> _EXTRAHIERTER TEXT_:
Index
10/01 Bundes-Verfassungsgesetz (B-VG);Norm
AuskunftspflichtG 1987 §1 Abs1;Beachte
Besprechung in:ÖStZ 1991, 264; Exolex 1991/5, S 362;Betreff
Der Verwaltungsgerichtshof hat durch den Vorsitzenden Senatspräsident Dr. Kirschner und die Hofräte Dr. Kramer, Dr. Wetzel, Dr. Puck und Dr. Gruber als Richter, im Beisein der Schriftführerin Dr. Hadaier, über die Beschwerde des N gegen den Bescheid des Bundesministers für Finanzen vom 12. August 1988, Zl. 29 0913/5-V/5/88, betreffend Erteilung einer Auskunft nach dem Auskunftspflichtgesetz, zu Recht erkannt:
Spruch
Der angefochtene Bescheid wird wegen Rechtswidrigkeit seines Inhaltes aufgehoben.
Der Bund hat dem Beschwerdeführer Aufwendungen in der Höhe von S 10.110,-- binnen zwei Wochen bei sonstiger Exekution zu ersetzen.
Das Kostenmehrbegehren wird abgewiesen.
Begründung
Mit Schreiben vom 20. April 1988 brachte der Beschwerdeführer bei der belangten Behörde und darüberhinaus offenbar auch bei der Staatsanwaltschaft Wels und beim Österreichischen Rechtsanwaltskammertag eine "Strafanzeige, Anzeige nach dem KWG, Disziplinaranzeige" gegen insgesamt neun Personen, darunter insbesondere gegen bestimmte Organe der Raiffeisenkasse X und der Raiffeisen-Zentralkasse Y, ein. Der Beschwerdeführer warf darin diesen Personen in einer umfangreichen Sachverhaltsdarstellung vor, von ihnen widerrechtlich in den Konkurs getrieben worden zu sein. Er verdächtigte sie des Verbrechens des Kreditbetruges, des Betruges, der Veruntreuung und anderer Delikte.

> _AUFGABENSTELLUNG 1_:
Fassen Sie den extrahierten Text in zwei Sätzen zusammen.
> _AUFGABENSTELLUNG 2_:
Erläutern Sie anhand des extrahierten Textes in einem Satz, aus welchem Grund der angefochtene Bescheid aufgehoben wurde.
> _AUFGABENSTELLUNG 3_:
Übersetzen Sie den folgenden Satz aus dem extrahierten Text ins Englische: „Er verdächtigte sie des Verbrechens des Kreditbetruges, des Betruges, der Veruntreuung und anderer Delikte.“

> _AUSGEWÄHLTE DATENSÄTZE_:
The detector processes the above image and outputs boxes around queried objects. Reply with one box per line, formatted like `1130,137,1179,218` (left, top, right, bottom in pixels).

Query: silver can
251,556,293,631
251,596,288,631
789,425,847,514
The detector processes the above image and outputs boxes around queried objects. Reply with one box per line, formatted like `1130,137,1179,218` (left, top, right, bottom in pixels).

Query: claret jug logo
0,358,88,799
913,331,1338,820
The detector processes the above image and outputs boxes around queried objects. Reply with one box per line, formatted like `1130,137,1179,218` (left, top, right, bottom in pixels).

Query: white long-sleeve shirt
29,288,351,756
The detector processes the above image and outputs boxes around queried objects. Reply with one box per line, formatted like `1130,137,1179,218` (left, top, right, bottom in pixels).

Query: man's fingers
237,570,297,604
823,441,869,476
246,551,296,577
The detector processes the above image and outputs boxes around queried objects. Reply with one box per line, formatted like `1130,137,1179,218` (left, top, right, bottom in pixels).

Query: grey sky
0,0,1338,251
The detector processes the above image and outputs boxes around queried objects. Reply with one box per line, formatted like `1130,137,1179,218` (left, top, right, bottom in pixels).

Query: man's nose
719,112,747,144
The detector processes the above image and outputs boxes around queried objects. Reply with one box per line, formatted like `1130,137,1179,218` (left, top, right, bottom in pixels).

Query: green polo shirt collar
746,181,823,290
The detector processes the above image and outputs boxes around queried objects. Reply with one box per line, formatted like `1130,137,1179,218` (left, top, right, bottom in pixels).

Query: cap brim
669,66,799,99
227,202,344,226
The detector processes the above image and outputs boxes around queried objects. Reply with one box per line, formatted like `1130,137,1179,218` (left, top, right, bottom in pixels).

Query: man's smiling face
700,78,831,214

> _ERWARTETE ANTWORT 1_:
Der Verwaltungsgerichtshof hob den Bescheid des Bundesministers für Finanzen vom 12. August 1988 betreffend die Erteilung einer Auskunft nach dem Auskunftspflichtgesetz auf, verpflichtete den Bund zum Ersatz von S 10.110,-- an den Beschwerdeführer und wies das Kostenmehrbegehren ab. Der Beschwerdeführer hatte mit Schreiben vom 20. April 1988 eine Anzeige gegen neun Personen eingebracht, darunter Organe der Raiffeisenkasse X und der Raiffeisen-Zentralkasse Y, denen er vorwarf, ihn widerrechtlich in den Konkurs getrieben zu haben.

> _ERWARTETE ANTWORT 2_:
Der angefochtene Bescheid wurde wegen Rechtswidrigkeit seines Inhaltes aufgehoben.

> _ERWARTETE ANTWORT 3_:
He suspected them of the crime of credit fraud, of fraud, of embezzlement and of other offenses.